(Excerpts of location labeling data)
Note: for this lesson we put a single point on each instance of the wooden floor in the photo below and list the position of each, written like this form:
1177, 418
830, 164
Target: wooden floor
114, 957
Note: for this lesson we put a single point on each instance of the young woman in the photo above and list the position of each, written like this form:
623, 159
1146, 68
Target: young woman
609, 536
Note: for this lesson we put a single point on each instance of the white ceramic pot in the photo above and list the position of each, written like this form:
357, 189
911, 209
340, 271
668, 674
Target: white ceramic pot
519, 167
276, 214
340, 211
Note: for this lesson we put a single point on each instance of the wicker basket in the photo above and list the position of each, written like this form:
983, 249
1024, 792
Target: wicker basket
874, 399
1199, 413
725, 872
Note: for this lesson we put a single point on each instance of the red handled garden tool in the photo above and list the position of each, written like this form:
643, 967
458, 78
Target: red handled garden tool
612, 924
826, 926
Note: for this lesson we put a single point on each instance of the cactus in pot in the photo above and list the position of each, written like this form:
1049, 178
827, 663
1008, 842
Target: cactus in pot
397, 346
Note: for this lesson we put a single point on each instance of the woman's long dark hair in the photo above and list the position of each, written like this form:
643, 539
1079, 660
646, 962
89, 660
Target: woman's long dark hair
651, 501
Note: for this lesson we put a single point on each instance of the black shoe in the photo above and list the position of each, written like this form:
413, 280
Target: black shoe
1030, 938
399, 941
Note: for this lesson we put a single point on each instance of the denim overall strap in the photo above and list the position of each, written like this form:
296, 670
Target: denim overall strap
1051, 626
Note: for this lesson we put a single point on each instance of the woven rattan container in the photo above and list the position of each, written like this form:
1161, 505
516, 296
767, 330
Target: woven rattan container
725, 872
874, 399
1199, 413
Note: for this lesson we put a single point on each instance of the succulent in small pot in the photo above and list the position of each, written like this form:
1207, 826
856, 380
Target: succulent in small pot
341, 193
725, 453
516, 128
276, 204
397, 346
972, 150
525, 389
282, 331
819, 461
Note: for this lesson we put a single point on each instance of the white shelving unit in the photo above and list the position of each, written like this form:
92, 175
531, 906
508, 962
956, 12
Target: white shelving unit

Written request:
Could you give every line of the listing above as a Markdown table with the columns Row and Line, leaving out blank lines?

Exercise output:
| Row | Line |
|---|---|
| 1 | Note: for this lesson we put a single point on each instance of the wooden floor in the photo below and list the position of each, written like this form: |
| 2 | 1177, 418 |
| 3 | 830, 164 |
| 4 | Target: wooden floor |
| 5 | 114, 957 |
| 6 | Note: for this lesson we put a single point on each instance of the young woman in the photo above and list the position of each, written like this form: |
| 7 | 623, 159 |
| 8 | 1146, 68 |
| 9 | Target: young woman |
| 10 | 609, 536 |
| 11 | Note: for this lesson we put a single point on each instance of the white ceramic pot in the photo above and list the position of each, written like this form: |
| 12 | 357, 189 |
| 13 | 911, 209 |
| 14 | 340, 271 |
| 15 | 668, 674 |
| 16 | Target: white ceramic pot |
| 17 | 519, 167 |
| 18 | 276, 214 |
| 19 | 340, 211 |
| 20 | Note: for this lesson we put a single point on each instance of the wicker basket in the photo above and list the position of each, written like this form: |
| 21 | 983, 249 |
| 22 | 1024, 792 |
| 23 | Target: wicker basket |
| 24 | 874, 399 |
| 25 | 1199, 413 |
| 26 | 725, 872 |
| 27 | Note: for this lesson we put a single point on each instance of the red handled garden tool in the photo above and list the position of each, written like this form: |
| 28 | 643, 967 |
| 29 | 458, 78 |
| 30 | Target: red handled garden tool |
| 31 | 612, 924 |
| 32 | 826, 926 |
| 33 | Note: for this lesson we put a single point on each instance of the cactus in pot in the photo above and list the position of each, written like this form: |
| 34 | 1049, 178 |
| 35 | 827, 663 |
| 36 | 1008, 842 |
| 37 | Target: cactus in pot |
| 38 | 397, 346 |
| 39 | Note: for this lesson we put a single point on each instance of the woman's long dark hair in the photo above and list the position of each, written like this form: |
| 40 | 643, 539 |
| 41 | 1079, 660 |
| 42 | 646, 962 |
| 43 | 89, 660 |
| 44 | Target: woman's long dark hair |
| 45 | 651, 501 |
| 46 | Note: for this lesson we put a single point on each instance of the black shoe in the photo above and list the position of each, written like this form: |
| 47 | 413, 280 |
| 48 | Target: black shoe |
| 49 | 1030, 938 |
| 50 | 399, 941 |
| 51 | Note: for this lesson we put a single point on each instance of the denim overall strap in the photo above and list the position of each, written like this form: |
| 52 | 296, 670 |
| 53 | Target: denim overall strap |
| 54 | 1051, 626 |
| 55 | Note: for this lesson we put a single point on each instance of the woven rattan container in the photo above and list the position of each, written like this form: |
| 56 | 1161, 505 |
| 57 | 516, 296 |
| 58 | 767, 330 |
| 59 | Target: woven rattan container |
| 60 | 725, 872 |
| 61 | 874, 399 |
| 62 | 1199, 413 |
| 63 | Note: for this lesson we put a single point on each instance of the succulent in small pot in the photo above and list the position of each, written like this form: |
| 64 | 1207, 826 |
| 65 | 856, 380 |
| 66 | Target: succulent in small pot |
| 67 | 341, 193 |
| 68 | 725, 453 |
| 69 | 516, 128 |
| 70 | 276, 204 |
| 71 | 397, 346 |
| 72 | 972, 150 |
| 73 | 525, 389 |
| 74 | 282, 331 |
| 75 | 819, 461 |
| 76 | Note: for this lesson we put a single point on each instance of the white shelving unit in the photo above and list the position of each, written like this form: |
| 77 | 92, 175 |
| 78 | 531, 906 |
| 79 | 508, 962 |
| 80 | 956, 12 |
| 81 | Target: white shelving unit |